INFORMATION GIVEN>
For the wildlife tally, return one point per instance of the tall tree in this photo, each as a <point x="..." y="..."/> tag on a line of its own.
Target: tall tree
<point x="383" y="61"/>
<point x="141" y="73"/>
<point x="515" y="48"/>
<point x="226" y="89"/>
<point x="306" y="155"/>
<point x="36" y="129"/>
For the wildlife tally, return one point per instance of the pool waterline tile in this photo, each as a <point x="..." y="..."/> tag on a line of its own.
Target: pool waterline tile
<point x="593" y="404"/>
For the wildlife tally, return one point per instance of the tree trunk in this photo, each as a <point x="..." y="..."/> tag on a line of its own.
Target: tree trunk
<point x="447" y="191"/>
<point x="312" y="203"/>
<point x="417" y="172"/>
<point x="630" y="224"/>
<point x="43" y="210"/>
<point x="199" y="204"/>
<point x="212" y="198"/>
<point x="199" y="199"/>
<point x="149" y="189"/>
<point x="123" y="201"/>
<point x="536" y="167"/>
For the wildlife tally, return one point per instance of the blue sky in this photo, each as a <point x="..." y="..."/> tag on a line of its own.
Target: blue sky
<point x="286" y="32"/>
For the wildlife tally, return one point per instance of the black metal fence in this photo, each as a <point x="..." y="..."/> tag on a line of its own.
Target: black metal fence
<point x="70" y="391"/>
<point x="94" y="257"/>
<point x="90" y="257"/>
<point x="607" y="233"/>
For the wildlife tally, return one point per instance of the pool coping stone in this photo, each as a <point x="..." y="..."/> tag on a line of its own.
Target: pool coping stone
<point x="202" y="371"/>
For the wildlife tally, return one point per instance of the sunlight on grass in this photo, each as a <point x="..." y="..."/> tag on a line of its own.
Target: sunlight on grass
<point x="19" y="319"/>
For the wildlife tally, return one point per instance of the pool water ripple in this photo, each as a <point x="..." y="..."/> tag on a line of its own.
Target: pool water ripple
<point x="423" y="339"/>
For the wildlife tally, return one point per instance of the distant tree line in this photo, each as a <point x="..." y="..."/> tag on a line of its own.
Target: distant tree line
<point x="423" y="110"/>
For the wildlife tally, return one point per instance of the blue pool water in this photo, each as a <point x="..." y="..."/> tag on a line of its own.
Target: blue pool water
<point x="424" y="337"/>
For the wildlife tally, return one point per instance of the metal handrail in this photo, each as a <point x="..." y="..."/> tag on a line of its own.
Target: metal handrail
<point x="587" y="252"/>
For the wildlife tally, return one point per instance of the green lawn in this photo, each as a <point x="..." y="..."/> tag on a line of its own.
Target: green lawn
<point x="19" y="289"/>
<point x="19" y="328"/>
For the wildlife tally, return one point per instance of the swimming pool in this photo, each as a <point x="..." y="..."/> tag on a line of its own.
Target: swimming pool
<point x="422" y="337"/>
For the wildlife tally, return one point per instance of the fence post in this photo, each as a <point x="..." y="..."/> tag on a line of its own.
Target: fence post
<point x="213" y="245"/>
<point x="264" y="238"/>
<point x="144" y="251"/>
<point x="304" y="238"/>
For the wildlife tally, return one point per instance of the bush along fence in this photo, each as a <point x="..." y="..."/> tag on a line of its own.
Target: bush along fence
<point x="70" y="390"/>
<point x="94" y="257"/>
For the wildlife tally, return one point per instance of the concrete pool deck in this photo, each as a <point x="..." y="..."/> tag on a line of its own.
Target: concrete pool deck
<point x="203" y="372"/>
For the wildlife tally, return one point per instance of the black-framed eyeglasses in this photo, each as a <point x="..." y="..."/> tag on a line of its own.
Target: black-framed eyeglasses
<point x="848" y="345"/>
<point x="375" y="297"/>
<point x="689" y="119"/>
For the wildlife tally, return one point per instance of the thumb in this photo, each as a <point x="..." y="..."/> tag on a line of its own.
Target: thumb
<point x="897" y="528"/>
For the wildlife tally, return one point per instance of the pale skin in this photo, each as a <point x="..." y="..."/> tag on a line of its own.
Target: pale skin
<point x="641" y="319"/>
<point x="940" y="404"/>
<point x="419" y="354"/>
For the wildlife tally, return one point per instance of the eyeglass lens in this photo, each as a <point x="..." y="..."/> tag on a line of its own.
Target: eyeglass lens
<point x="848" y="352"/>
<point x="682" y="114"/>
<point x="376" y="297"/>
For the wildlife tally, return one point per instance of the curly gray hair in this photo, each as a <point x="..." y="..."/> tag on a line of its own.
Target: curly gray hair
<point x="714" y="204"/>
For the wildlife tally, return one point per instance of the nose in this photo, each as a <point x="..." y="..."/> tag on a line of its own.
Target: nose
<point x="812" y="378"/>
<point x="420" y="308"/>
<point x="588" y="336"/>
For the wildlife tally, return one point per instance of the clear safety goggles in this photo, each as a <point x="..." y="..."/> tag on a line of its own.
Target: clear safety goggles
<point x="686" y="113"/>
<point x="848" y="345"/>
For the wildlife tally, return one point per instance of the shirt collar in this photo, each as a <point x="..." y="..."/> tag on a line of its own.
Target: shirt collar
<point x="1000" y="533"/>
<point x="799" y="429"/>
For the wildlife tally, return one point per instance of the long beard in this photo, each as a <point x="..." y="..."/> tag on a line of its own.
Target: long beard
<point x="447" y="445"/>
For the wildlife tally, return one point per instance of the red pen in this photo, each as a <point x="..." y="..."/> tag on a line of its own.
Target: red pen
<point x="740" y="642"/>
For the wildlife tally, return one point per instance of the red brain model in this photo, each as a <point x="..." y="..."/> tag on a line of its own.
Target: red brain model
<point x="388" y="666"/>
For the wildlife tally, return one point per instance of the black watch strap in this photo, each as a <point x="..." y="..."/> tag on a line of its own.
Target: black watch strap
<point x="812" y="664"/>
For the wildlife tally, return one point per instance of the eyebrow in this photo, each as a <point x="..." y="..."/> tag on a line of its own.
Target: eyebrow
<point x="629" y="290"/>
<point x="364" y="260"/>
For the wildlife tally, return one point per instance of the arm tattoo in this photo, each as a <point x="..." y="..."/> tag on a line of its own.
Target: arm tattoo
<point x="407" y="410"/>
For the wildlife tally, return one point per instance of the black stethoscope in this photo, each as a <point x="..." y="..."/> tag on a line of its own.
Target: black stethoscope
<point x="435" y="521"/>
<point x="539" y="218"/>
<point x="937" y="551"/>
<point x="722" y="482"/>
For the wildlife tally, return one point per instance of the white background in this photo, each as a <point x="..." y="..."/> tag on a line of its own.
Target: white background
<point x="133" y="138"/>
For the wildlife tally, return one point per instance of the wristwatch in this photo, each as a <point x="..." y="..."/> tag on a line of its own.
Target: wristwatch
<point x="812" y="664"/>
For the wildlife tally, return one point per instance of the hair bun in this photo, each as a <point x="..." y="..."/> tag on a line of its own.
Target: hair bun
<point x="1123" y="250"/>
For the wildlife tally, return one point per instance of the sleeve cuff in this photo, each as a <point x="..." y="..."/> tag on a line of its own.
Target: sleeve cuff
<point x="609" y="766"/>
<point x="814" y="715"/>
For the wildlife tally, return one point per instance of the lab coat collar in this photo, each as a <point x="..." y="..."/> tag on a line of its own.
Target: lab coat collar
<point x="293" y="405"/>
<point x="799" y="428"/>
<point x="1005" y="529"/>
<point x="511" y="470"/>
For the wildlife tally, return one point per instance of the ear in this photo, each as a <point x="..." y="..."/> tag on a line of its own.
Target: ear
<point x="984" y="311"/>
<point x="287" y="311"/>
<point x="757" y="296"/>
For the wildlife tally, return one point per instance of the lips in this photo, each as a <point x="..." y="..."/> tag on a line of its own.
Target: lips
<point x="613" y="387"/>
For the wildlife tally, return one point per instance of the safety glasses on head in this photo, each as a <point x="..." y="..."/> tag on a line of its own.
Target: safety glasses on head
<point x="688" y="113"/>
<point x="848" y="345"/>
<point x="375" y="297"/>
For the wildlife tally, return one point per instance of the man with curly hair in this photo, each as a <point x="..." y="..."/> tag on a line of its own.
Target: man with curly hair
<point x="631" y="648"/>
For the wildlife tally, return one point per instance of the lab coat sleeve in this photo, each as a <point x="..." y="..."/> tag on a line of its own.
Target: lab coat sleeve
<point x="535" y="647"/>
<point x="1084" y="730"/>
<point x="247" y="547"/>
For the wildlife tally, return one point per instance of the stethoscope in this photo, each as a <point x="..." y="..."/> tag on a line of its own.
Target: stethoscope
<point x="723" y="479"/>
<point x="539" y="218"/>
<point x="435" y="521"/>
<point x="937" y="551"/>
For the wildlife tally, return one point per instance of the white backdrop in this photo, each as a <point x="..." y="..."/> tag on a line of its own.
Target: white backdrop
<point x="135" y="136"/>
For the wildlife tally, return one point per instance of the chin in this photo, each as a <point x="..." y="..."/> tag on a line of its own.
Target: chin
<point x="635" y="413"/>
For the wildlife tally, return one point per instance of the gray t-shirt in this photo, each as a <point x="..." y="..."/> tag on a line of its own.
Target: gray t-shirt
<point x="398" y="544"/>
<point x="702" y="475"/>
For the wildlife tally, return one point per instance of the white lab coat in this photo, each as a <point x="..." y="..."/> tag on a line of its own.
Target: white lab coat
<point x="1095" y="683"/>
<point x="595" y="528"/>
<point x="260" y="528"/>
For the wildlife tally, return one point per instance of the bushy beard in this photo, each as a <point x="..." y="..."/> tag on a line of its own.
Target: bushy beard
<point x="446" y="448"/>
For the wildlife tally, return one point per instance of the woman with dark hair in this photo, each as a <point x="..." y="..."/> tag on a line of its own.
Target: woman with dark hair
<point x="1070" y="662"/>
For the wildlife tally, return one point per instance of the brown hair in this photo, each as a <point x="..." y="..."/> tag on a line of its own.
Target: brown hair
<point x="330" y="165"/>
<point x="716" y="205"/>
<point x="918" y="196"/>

WHAT THE TASK ASKS> Rewrite the lines above, starting with the line that contains "of the stethoscope" and going on through the last line, changing "wildlife tally" to "label review" and leaving everything else as it is.

SOLUTION>
For the label review, return one point per instance of the stethoscope in this photo, each as a <point x="..." y="..."/> tag on a line of its own.
Target: stethoscope
<point x="723" y="479"/>
<point x="539" y="218"/>
<point x="435" y="521"/>
<point x="937" y="551"/>
For the label review, return one point per instance of the white backdrop in this photo, each as a <point x="..." y="..."/> tag on a line of its own.
Target: white backdrop
<point x="135" y="136"/>
For the label review, return one point per instance of the chin in this photo, each as a <point x="..." y="..."/> tag on a line of its own.
Target: chin
<point x="635" y="413"/>
For the label review, return one point per instance of the gray t-shirt in this photo, each as a <point x="..." y="..."/> tag on a line of its own.
Target: gray t-shirt
<point x="398" y="544"/>
<point x="702" y="475"/>
For the label review, return one point per instance of the white lab coat in this photo, each as a <point x="..." y="..."/> tag on a line of its own.
Target: white lab coat
<point x="1095" y="683"/>
<point x="595" y="528"/>
<point x="260" y="528"/>
For the label review, return one point per instance of the bushy beard in this photo, each as a <point x="..." y="..."/> tag on a line of its own.
Target: bushy beard
<point x="446" y="448"/>
For the label review, return one point per instance of the woman with dark hair in this photo, each as a <point x="..." y="..."/> tag on a line of its own.
Target: woman with dark hair
<point x="1070" y="662"/>
For the label review, return one point per instance of the brown hair in this photo, each as a <point x="..." y="..."/> tag on a line of its own.
Target: brown hair
<point x="330" y="165"/>
<point x="716" y="205"/>
<point x="918" y="196"/>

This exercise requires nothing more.